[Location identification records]
((
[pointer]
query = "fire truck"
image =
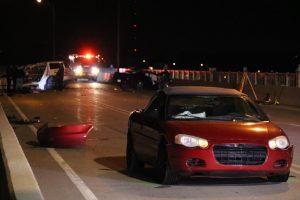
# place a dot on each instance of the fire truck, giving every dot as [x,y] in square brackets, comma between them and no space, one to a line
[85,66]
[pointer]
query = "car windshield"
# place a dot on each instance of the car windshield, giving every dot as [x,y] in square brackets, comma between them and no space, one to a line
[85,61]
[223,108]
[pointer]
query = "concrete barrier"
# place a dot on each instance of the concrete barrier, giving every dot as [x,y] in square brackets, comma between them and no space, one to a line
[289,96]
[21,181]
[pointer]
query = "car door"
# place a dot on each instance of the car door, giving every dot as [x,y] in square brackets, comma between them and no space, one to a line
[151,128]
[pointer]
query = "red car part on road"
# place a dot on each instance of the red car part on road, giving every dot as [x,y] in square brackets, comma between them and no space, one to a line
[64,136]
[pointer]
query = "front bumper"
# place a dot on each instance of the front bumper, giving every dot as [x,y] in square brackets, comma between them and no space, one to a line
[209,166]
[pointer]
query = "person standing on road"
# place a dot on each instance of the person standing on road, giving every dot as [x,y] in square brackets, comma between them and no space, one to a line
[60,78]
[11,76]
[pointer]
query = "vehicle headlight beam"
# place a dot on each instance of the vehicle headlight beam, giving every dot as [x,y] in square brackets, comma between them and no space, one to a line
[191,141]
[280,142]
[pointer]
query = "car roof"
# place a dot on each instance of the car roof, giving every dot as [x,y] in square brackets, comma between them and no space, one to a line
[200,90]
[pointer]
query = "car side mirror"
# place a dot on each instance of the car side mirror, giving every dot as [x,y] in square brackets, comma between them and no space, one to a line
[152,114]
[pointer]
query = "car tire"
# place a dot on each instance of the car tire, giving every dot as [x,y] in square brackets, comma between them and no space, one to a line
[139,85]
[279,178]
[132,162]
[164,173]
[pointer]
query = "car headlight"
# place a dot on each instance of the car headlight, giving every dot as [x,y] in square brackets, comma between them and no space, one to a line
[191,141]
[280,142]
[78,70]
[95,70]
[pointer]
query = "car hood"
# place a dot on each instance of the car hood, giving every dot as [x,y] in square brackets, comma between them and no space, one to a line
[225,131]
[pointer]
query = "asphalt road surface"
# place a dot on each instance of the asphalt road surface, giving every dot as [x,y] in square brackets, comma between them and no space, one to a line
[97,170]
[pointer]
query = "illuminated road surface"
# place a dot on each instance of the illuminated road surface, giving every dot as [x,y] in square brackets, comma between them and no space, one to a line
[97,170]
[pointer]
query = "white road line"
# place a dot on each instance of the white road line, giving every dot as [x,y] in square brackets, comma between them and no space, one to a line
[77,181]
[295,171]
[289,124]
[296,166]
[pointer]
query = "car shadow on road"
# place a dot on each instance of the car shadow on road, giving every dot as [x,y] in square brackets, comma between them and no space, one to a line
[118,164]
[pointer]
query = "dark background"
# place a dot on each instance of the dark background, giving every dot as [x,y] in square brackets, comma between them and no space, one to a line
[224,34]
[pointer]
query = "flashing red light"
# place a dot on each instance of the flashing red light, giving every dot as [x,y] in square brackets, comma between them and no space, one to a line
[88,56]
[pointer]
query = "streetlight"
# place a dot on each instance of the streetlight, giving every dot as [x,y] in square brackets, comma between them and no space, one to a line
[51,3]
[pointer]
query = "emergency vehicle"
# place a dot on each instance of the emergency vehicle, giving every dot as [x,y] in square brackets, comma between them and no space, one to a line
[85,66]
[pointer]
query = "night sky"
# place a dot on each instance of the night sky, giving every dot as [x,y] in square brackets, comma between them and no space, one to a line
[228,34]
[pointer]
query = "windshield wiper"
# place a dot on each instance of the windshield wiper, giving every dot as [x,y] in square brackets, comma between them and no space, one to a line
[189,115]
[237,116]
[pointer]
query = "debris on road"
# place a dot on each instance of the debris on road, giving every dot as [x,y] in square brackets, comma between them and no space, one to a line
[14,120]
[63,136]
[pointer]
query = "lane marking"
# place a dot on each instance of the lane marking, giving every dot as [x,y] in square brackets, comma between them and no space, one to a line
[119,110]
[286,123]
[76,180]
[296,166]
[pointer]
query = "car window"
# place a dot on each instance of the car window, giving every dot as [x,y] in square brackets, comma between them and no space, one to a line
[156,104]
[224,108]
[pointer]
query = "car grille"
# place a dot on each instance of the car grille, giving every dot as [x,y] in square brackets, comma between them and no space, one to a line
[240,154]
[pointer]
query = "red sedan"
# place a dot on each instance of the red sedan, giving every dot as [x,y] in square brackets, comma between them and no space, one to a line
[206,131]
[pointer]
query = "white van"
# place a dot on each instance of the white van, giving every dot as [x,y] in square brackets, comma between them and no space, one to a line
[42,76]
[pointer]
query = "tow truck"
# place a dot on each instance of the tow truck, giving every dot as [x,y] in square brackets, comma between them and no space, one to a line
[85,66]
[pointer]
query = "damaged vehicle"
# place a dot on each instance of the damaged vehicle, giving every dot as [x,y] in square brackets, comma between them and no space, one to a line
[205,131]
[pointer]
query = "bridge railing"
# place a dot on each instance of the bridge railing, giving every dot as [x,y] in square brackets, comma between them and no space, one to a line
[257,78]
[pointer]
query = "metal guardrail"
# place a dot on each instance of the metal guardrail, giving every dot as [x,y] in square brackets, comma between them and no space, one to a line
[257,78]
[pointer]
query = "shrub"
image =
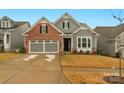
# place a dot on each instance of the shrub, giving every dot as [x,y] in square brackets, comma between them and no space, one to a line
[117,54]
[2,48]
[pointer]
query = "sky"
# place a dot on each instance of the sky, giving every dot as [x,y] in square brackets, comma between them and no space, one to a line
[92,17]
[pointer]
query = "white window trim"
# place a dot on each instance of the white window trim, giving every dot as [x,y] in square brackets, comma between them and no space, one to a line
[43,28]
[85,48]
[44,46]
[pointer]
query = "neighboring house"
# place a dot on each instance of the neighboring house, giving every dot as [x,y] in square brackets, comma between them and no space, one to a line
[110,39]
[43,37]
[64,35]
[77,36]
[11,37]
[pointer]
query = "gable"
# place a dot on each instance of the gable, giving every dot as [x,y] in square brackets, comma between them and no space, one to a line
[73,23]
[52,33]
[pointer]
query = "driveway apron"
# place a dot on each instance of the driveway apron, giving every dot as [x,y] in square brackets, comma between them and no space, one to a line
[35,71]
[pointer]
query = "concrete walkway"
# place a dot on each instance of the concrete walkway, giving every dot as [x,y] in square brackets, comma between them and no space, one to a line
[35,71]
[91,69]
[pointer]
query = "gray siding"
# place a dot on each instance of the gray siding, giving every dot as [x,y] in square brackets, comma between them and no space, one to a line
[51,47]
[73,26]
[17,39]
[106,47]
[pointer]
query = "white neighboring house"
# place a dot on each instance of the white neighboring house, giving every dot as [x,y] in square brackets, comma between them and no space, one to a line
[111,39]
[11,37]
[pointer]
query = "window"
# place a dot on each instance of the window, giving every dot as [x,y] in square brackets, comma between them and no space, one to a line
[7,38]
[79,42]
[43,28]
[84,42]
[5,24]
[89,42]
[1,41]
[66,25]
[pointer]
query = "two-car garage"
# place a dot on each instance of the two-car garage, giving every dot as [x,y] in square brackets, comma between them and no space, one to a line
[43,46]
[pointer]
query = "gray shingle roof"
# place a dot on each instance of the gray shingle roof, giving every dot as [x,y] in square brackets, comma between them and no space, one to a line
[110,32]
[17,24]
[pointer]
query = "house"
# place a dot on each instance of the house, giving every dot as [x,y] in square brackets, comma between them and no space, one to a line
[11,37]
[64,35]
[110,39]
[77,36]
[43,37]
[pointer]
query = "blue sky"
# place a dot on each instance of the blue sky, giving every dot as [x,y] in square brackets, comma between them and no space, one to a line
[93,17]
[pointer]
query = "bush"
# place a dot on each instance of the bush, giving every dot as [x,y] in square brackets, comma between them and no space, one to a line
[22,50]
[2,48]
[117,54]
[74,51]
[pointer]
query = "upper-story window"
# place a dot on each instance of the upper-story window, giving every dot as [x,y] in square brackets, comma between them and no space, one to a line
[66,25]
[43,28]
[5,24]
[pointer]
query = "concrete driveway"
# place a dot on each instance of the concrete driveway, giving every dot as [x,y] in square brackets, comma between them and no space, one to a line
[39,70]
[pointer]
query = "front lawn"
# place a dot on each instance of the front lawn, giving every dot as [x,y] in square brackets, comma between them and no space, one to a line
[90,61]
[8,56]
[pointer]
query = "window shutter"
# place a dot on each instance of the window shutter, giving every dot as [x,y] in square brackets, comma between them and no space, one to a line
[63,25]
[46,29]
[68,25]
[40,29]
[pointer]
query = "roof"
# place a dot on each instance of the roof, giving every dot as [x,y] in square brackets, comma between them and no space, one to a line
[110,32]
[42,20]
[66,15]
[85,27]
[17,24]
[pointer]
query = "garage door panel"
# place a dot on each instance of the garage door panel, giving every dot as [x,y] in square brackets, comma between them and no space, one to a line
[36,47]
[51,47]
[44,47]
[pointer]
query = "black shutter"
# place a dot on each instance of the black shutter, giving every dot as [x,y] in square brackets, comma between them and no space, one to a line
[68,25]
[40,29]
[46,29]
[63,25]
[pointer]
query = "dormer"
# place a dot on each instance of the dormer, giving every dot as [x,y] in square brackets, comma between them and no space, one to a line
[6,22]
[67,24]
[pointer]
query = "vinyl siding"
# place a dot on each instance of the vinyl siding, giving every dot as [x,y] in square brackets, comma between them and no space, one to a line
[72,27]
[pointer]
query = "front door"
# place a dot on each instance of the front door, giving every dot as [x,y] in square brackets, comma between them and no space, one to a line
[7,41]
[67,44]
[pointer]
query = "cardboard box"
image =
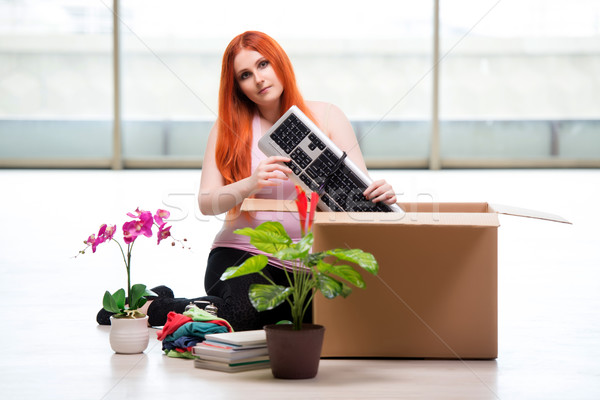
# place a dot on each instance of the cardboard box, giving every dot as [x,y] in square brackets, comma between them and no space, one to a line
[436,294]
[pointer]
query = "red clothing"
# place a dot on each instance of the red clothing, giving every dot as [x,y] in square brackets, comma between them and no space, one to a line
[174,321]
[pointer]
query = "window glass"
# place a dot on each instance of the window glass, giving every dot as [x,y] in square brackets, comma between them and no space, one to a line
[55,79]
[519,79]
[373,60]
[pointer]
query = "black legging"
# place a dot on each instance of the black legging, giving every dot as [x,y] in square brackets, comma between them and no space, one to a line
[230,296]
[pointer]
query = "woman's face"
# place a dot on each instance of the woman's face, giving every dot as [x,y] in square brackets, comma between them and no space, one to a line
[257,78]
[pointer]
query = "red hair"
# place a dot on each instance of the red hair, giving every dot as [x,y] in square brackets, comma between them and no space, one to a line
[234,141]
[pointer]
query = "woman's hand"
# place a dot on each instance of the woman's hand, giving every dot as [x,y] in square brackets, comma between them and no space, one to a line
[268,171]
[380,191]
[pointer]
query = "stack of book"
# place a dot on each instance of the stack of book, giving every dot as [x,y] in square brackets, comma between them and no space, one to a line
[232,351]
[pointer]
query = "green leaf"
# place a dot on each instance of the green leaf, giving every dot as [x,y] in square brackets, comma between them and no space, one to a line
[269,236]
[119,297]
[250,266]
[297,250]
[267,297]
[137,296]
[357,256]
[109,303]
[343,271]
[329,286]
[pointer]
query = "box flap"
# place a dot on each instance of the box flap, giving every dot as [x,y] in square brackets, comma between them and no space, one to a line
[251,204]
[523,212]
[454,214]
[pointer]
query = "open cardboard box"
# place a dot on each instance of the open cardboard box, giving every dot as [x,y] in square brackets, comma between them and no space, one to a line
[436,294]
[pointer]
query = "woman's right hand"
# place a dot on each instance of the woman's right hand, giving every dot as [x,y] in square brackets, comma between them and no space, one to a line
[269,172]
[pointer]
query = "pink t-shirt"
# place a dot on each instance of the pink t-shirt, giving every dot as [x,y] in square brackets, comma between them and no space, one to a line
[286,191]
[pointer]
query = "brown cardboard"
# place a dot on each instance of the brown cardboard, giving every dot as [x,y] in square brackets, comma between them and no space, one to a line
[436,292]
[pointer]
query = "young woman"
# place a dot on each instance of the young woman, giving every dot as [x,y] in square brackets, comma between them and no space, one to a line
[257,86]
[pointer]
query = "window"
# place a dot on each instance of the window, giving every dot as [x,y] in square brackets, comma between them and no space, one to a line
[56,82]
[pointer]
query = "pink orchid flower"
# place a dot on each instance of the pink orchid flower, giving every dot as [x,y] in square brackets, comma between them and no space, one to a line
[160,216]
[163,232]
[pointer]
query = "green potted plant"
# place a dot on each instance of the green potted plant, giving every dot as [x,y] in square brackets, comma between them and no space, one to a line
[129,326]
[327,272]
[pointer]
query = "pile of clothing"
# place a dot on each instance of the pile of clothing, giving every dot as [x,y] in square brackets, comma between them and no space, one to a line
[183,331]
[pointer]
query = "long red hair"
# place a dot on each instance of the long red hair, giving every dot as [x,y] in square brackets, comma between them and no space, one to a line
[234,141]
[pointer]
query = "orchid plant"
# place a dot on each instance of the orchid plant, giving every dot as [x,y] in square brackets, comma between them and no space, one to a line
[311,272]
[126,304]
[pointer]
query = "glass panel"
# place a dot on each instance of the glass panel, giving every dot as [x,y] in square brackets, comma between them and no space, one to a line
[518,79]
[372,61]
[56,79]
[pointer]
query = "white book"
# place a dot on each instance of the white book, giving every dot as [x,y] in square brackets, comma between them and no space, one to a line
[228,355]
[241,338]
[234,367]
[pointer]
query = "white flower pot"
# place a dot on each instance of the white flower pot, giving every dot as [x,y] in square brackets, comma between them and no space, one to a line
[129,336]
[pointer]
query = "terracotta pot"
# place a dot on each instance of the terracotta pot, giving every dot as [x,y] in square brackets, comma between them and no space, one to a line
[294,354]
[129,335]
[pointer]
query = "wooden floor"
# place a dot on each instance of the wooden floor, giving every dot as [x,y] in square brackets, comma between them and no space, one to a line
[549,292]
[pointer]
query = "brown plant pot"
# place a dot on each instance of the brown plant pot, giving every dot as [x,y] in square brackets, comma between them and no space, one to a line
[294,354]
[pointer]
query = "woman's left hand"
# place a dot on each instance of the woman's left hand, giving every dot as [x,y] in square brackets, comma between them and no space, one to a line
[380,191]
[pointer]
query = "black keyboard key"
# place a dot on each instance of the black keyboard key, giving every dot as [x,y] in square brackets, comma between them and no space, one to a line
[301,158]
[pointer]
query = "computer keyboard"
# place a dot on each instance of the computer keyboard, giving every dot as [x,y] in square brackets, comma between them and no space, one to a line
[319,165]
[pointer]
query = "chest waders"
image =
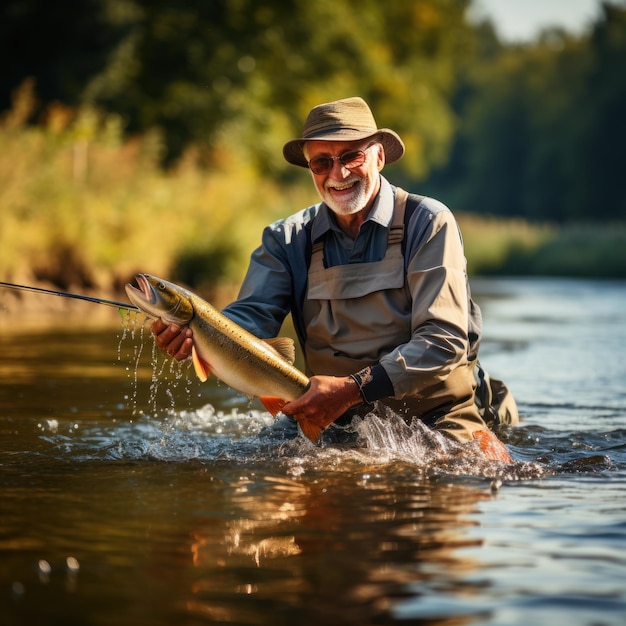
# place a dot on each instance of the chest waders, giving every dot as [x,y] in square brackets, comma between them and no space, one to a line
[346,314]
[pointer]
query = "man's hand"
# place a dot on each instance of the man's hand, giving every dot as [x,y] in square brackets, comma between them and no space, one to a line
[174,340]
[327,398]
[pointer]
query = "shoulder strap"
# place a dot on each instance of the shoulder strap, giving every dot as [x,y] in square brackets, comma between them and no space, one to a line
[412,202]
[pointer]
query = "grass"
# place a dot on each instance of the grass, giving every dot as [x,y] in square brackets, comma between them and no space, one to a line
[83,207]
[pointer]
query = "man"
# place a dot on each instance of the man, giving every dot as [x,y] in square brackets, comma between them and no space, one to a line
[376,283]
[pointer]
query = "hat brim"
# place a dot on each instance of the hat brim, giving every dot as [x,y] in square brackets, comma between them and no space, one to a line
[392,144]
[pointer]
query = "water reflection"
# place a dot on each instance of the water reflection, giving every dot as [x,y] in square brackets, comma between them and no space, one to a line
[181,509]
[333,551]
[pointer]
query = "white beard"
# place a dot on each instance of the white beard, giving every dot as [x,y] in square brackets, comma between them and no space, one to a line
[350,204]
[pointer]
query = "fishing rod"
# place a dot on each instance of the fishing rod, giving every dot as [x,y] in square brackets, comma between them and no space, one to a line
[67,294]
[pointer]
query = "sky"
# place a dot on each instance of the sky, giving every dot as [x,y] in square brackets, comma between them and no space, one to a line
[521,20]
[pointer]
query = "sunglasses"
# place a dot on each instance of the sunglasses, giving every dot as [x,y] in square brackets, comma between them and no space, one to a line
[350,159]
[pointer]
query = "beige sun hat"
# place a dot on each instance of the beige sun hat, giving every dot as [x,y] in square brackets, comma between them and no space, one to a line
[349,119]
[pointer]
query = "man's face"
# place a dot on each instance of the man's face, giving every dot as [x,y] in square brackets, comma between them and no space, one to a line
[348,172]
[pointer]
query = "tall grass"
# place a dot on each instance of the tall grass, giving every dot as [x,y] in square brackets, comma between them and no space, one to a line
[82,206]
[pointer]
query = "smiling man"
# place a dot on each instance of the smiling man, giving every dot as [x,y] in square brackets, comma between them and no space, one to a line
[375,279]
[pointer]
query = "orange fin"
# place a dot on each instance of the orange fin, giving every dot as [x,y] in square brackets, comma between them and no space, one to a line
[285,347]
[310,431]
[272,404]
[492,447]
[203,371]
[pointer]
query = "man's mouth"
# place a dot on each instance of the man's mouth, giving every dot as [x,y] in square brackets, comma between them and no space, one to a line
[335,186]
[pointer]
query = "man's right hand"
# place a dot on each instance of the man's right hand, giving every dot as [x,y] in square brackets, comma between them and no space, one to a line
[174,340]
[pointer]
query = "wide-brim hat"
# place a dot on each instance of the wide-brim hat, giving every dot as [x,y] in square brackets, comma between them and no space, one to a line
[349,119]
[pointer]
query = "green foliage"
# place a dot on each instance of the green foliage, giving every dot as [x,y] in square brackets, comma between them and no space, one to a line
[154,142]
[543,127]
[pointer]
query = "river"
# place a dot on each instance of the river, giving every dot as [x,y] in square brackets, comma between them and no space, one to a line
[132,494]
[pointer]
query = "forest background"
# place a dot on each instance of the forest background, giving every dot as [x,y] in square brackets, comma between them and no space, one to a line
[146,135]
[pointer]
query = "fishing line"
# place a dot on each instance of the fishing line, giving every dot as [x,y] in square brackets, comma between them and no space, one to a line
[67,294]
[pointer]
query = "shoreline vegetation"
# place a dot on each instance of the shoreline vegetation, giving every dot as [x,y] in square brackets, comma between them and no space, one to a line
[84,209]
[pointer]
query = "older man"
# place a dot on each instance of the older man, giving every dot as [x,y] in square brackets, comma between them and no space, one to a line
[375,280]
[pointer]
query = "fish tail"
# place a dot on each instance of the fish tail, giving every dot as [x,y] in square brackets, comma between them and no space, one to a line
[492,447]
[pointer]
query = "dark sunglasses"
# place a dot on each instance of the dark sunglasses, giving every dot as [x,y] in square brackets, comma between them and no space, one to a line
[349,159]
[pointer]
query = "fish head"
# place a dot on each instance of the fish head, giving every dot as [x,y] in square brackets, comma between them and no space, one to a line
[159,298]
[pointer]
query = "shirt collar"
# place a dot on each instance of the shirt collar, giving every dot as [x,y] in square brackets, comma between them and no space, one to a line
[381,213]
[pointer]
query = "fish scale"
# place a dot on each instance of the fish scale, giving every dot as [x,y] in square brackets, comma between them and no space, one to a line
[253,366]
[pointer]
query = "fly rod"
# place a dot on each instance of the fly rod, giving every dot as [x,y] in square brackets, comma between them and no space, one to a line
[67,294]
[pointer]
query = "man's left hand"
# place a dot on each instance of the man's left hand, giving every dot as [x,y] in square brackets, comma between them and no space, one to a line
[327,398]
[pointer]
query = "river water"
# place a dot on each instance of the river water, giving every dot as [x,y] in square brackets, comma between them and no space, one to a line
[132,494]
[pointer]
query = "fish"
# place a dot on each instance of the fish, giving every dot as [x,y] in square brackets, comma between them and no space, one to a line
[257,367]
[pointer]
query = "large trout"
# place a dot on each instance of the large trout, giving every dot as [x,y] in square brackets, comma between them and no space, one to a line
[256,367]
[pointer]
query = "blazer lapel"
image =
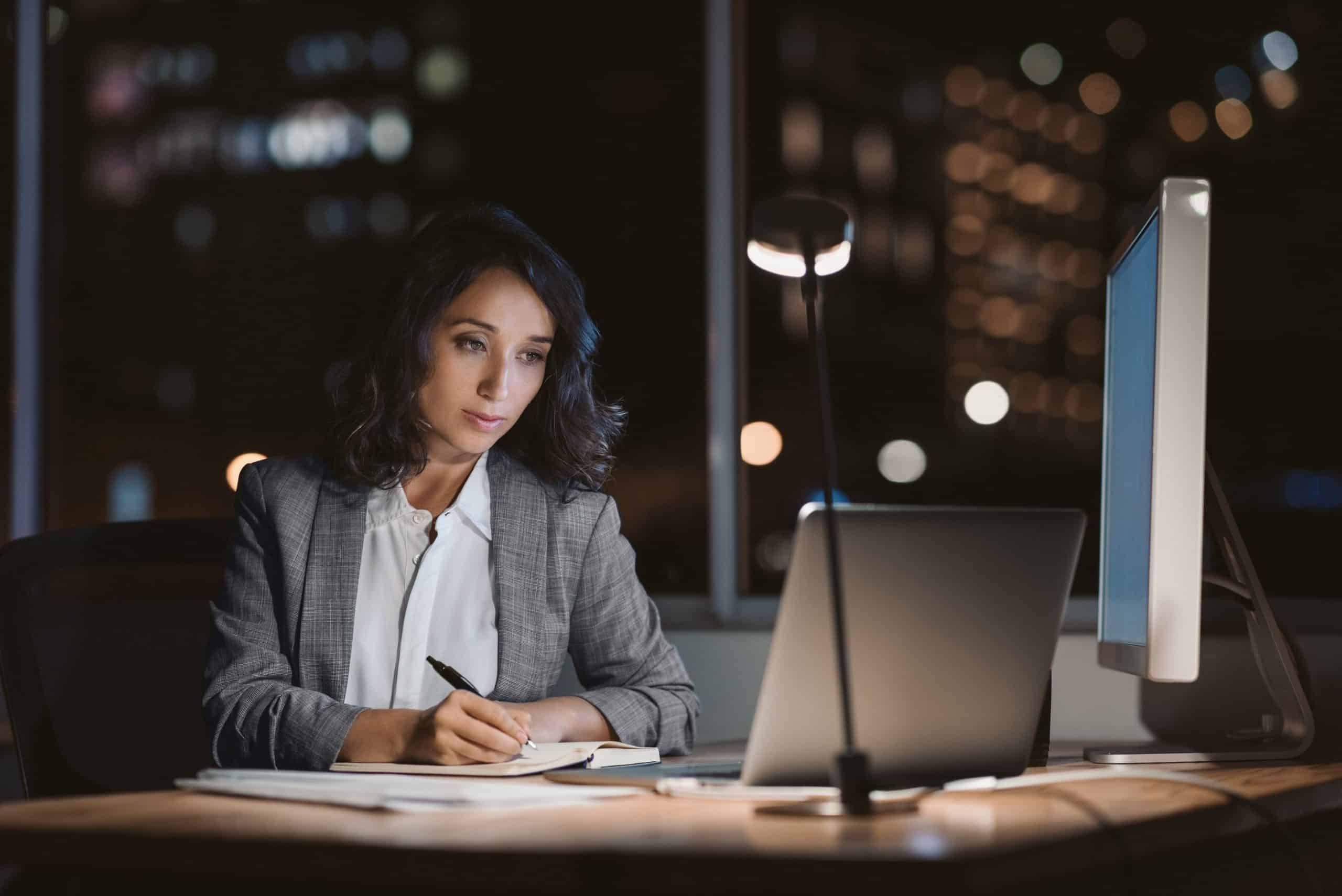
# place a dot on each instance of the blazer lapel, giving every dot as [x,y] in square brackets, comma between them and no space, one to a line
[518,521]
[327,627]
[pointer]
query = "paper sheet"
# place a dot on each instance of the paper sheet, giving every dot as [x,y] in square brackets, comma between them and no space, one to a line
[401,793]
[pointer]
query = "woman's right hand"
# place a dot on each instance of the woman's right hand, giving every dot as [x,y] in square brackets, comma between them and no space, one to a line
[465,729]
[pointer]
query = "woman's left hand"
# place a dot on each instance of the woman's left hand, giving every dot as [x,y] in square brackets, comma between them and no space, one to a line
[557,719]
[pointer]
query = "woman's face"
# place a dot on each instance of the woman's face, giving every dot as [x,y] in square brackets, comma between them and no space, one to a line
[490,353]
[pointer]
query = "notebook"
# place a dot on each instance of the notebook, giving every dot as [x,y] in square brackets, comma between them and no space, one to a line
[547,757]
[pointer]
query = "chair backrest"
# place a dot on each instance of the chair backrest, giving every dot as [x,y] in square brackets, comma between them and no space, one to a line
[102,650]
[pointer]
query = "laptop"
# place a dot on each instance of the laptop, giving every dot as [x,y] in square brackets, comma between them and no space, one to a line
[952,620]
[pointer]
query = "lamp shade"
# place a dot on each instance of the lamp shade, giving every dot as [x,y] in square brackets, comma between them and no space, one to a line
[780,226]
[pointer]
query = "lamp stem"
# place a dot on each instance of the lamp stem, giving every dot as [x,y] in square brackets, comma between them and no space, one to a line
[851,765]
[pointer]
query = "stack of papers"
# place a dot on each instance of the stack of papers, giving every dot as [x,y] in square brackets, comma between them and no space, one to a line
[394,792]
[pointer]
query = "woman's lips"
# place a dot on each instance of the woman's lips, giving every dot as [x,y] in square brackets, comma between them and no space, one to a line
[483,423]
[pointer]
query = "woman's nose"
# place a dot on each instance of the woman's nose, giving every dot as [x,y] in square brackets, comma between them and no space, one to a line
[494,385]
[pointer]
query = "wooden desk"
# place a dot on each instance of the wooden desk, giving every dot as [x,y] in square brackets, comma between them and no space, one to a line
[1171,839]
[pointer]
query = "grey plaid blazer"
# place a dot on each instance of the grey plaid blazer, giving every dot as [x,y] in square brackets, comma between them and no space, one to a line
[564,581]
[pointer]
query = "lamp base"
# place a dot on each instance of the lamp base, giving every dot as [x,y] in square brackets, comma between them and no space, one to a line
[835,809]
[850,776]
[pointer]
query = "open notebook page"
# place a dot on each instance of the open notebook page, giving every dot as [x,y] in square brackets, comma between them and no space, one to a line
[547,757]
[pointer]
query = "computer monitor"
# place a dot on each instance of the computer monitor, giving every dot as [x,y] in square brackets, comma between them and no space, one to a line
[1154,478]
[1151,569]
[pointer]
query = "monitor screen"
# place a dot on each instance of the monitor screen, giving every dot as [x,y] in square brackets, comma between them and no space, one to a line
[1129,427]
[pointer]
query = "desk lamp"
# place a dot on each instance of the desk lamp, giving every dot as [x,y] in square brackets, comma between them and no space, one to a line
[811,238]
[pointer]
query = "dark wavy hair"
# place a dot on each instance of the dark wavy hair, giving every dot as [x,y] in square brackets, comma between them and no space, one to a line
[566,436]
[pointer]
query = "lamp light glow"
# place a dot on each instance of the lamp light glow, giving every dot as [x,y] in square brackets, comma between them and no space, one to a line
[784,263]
))
State how many lines of the records above contain the string "trout", matching case exactly. Give only the number.

2